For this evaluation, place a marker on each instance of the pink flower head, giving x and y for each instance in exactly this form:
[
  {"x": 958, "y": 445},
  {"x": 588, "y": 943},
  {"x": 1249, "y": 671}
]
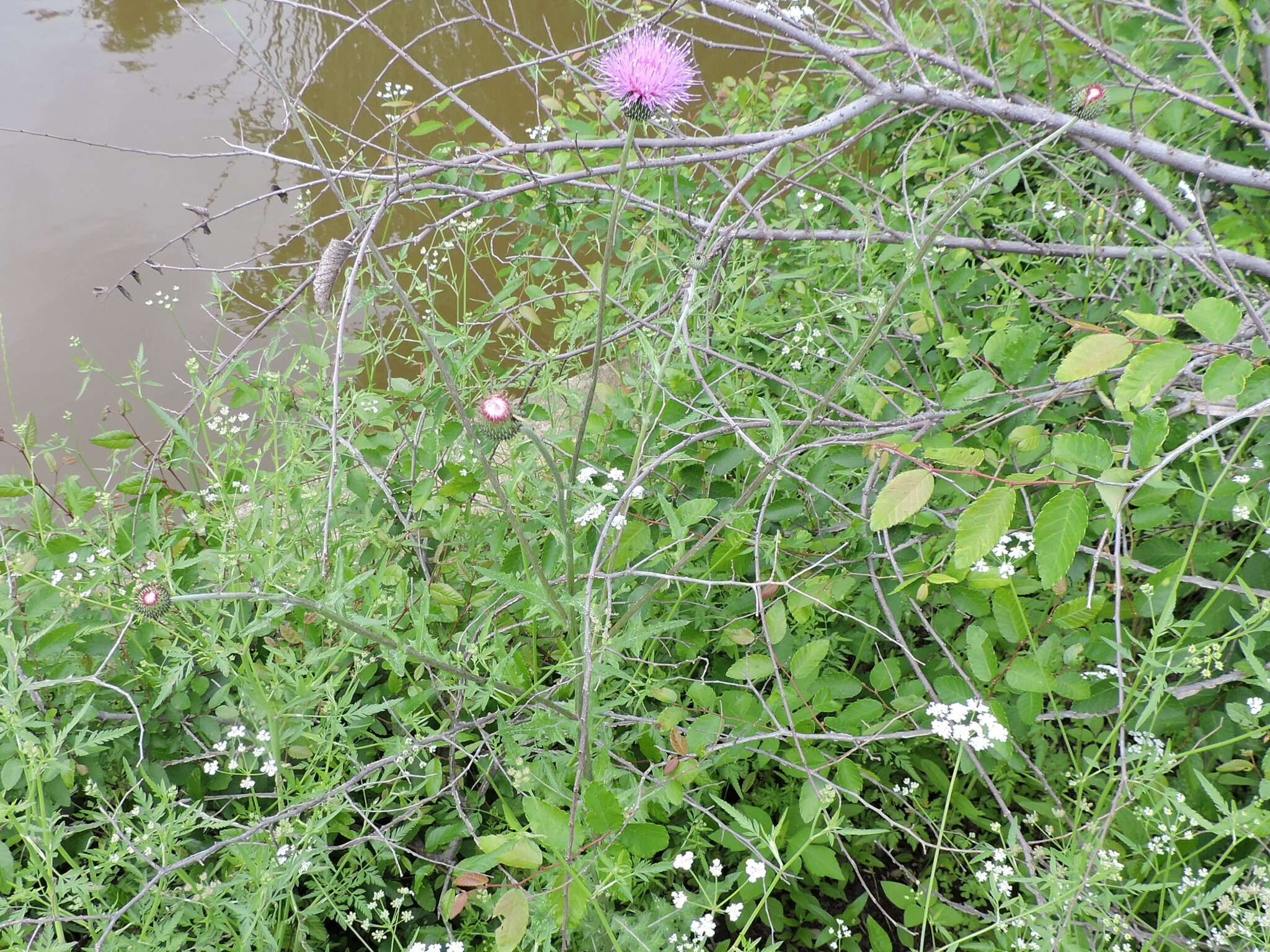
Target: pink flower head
[
  {"x": 494, "y": 416},
  {"x": 648, "y": 71}
]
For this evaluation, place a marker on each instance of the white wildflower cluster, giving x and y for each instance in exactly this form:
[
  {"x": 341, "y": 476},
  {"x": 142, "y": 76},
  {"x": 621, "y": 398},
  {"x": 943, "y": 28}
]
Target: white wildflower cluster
[
  {"x": 1204, "y": 659},
  {"x": 466, "y": 223},
  {"x": 1010, "y": 550},
  {"x": 242, "y": 754},
  {"x": 837, "y": 933},
  {"x": 794, "y": 12},
  {"x": 1246, "y": 908},
  {"x": 970, "y": 723},
  {"x": 164, "y": 300},
  {"x": 394, "y": 92},
  {"x": 996, "y": 873},
  {"x": 804, "y": 343},
  {"x": 809, "y": 202},
  {"x": 225, "y": 423},
  {"x": 1100, "y": 673},
  {"x": 1169, "y": 826},
  {"x": 1055, "y": 211},
  {"x": 596, "y": 512},
  {"x": 437, "y": 255}
]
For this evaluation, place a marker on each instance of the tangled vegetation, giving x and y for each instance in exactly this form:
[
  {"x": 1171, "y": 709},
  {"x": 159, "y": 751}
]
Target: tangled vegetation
[{"x": 828, "y": 517}]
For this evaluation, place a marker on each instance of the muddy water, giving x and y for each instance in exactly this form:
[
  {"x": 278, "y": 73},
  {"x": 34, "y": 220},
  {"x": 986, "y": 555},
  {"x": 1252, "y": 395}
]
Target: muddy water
[{"x": 120, "y": 111}]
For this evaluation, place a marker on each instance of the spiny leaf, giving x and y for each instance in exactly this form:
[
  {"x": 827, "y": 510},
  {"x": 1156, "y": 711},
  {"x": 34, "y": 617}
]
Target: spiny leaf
[
  {"x": 901, "y": 498},
  {"x": 982, "y": 526},
  {"x": 1091, "y": 356},
  {"x": 1060, "y": 530}
]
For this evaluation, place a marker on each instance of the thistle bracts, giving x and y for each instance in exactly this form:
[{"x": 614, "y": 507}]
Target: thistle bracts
[
  {"x": 151, "y": 599},
  {"x": 328, "y": 270},
  {"x": 1089, "y": 102},
  {"x": 494, "y": 418}
]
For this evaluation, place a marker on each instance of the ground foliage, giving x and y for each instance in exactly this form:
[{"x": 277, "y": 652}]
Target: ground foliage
[{"x": 422, "y": 687}]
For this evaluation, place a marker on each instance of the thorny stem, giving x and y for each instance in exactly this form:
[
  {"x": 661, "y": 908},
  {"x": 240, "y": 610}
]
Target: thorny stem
[{"x": 881, "y": 324}]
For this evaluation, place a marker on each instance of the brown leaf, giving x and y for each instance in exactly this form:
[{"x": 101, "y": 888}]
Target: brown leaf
[{"x": 680, "y": 742}]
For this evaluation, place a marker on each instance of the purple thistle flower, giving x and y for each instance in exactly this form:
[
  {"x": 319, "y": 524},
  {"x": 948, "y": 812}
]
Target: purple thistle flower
[{"x": 648, "y": 71}]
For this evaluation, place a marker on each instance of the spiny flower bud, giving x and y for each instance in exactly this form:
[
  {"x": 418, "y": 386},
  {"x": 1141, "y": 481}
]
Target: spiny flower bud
[
  {"x": 494, "y": 418},
  {"x": 1089, "y": 102},
  {"x": 151, "y": 599}
]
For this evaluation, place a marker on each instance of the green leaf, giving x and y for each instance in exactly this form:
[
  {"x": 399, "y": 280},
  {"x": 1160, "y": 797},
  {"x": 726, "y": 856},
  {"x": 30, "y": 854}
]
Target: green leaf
[
  {"x": 1082, "y": 451},
  {"x": 1148, "y": 372},
  {"x": 752, "y": 668},
  {"x": 425, "y": 127},
  {"x": 1150, "y": 432},
  {"x": 901, "y": 498},
  {"x": 1060, "y": 528},
  {"x": 115, "y": 439},
  {"x": 644, "y": 839},
  {"x": 822, "y": 862},
  {"x": 603, "y": 810},
  {"x": 1215, "y": 319},
  {"x": 1009, "y": 612},
  {"x": 1025, "y": 674},
  {"x": 1093, "y": 355},
  {"x": 12, "y": 485},
  {"x": 954, "y": 456},
  {"x": 1161, "y": 327},
  {"x": 513, "y": 909},
  {"x": 982, "y": 526},
  {"x": 807, "y": 660},
  {"x": 1226, "y": 377}
]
- - -
- [PROBLEM TO WORK ON]
Copy out the lines from the one holding "of the green" through the end of the lines, inclusive, requests included. Shift every x and y coordinate in the answers by -129, and leave the numbers in the requests and their format samples unchanged.

- [THE RESULT]
For this evaluation, place a marker on each instance of the green leaf, giving x and y for each instance in exactly this form:
[
  {"x": 399, "y": 280},
  {"x": 1160, "y": 797},
  {"x": 726, "y": 856},
  {"x": 30, "y": 854}
]
Target: green leaf
[
  {"x": 953, "y": 322},
  {"x": 1019, "y": 243},
  {"x": 623, "y": 539},
  {"x": 296, "y": -2},
  {"x": 1021, "y": 303},
  {"x": 772, "y": 369},
  {"x": 931, "y": 399},
  {"x": -14, "y": 310},
  {"x": 515, "y": 710},
  {"x": 693, "y": 733},
  {"x": 474, "y": 681},
  {"x": 1086, "y": 190},
  {"x": 880, "y": 483},
  {"x": 896, "y": 545},
  {"x": 964, "y": 226},
  {"x": -117, "y": 356},
  {"x": 825, "y": 327},
  {"x": 1032, "y": 198},
  {"x": 384, "y": 780},
  {"x": 853, "y": 397},
  {"x": 678, "y": 531},
  {"x": 1097, "y": 248}
]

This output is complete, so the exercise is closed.